--- Extracted records ---
■ ■ ■ ■

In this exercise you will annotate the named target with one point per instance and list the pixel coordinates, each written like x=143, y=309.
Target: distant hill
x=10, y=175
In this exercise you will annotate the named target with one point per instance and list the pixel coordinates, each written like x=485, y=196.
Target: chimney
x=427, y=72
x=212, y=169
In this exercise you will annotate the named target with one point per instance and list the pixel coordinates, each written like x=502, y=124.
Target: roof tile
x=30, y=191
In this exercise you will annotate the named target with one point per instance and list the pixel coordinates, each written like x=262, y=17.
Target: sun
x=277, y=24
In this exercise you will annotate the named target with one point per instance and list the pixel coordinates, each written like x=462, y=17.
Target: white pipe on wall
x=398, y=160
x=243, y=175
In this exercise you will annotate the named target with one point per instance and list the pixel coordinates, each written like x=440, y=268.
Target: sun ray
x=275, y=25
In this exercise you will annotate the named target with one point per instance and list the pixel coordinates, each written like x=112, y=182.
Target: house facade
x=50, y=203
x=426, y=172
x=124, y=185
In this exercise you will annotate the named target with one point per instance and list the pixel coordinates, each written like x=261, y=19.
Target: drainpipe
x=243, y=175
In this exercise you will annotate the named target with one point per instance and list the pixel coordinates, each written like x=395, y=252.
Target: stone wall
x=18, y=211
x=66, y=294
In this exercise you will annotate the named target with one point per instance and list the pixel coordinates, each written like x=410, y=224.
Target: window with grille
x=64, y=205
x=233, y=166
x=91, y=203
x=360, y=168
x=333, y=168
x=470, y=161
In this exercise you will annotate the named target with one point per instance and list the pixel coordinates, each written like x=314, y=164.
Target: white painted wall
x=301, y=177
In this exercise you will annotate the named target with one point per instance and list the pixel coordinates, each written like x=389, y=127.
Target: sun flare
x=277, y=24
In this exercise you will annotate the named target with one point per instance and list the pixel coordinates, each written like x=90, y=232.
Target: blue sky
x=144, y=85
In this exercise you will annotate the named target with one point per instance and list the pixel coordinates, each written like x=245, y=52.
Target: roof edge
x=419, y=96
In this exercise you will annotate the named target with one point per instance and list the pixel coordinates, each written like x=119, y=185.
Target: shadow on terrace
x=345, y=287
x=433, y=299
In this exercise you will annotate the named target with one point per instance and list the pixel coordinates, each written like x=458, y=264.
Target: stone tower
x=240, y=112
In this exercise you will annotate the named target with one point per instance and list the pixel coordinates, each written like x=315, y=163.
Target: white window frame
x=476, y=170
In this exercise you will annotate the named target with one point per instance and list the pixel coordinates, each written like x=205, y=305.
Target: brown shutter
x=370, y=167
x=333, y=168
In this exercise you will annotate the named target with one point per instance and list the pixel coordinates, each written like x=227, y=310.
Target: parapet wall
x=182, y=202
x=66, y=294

■ ■ ■ ■

--- Direction ---
Could you revise all the entries above, replacing each "one point per instance" with "a single point for each instance" and leaving everything else unchanged?

--- Written answer ---
In this exercise you will annotate the named target with a single point for each instance and list the pixel coordinates, each written like x=143, y=309.
Target: distant hill
x=10, y=175
In this exercise you will annotate the named target with a single point for each instance and list the pixel coordinates, each written like x=485, y=196.
Target: chimney
x=427, y=72
x=212, y=169
In this exercise you will annotate the named target with a single point for each instance and list the pixel coordinates, each written like x=502, y=124.
Target: roof tile
x=30, y=191
In this exercise you will annotate the named target with a single point for each instance and list the pixel coordinates, each written like x=262, y=17.
Target: sun
x=277, y=24
In this exercise you will annotate the named target with a single point for each instance and list the pixel coordinates, each written like x=462, y=17.
Target: white pipe on wall
x=398, y=160
x=243, y=175
In this exercise you will annotate the named target with a single point for each instance and list the pixel coordinates, each written like x=440, y=268.
Target: sun ray
x=275, y=25
In this exercise you will annotate the named target with a single point for each instance and list the pixel coordinates, each written like x=112, y=182.
Target: house facade
x=50, y=203
x=426, y=172
x=124, y=185
In this exercise you will annotate the named target with a single point for each instance and list the pixel coordinates, each written like x=261, y=19.
Target: drainpipe
x=243, y=175
In this exercise you will annotate the named target with a single point for each instance and list the pixel coordinates, each written like x=395, y=252.
Target: stone wall
x=18, y=211
x=66, y=294
In this exercise you will annotate the named target with a single point for each instance and list the pixel coordinates, each written like x=410, y=224.
Target: window with grille
x=64, y=205
x=233, y=166
x=91, y=203
x=360, y=168
x=333, y=168
x=470, y=161
In this exercise you will annotate the named target with a single point for each instance and list the pixel coordinates, each written like x=314, y=164.
Target: white painted wall
x=301, y=177
In this exercise you will annotate the named target with a single point for each instance and list the pixel coordinates, each written like x=389, y=127.
Target: sun flare
x=277, y=24
In this exercise you will annotate the named target with a single point for each instance and list the pixel coordinates, each written like x=90, y=232.
Target: blue sky
x=144, y=85
In this exercise you will annotate the named target with a single point for each instance and list the pixel coordinates, each written like x=245, y=52.
Target: roof edge
x=419, y=96
In this exercise you will annotate the named target with a single point for each instance and list the pixel coordinates, each written like x=119, y=185.
Target: shadow on terrace
x=345, y=287
x=433, y=299
In this exercise you will annotate the named target with a single point for each instance and list the pixel coordinates, each written like x=458, y=264.
Target: stone tower
x=240, y=112
In this exercise you will annotate the named target with a single point for each instance and list the pixel coordinates, each written like x=315, y=163.
Target: white window frame
x=476, y=170
In this exercise you will annotate the named target with a single point for each instance and list the pixel coordinates, each written like x=205, y=305.
Target: brown shutter
x=370, y=167
x=333, y=168
In this exercise you will annotate the named target with a single point for each instance and list the pixel coordinates, each written like x=227, y=310.
Target: parapet wall
x=182, y=202
x=66, y=294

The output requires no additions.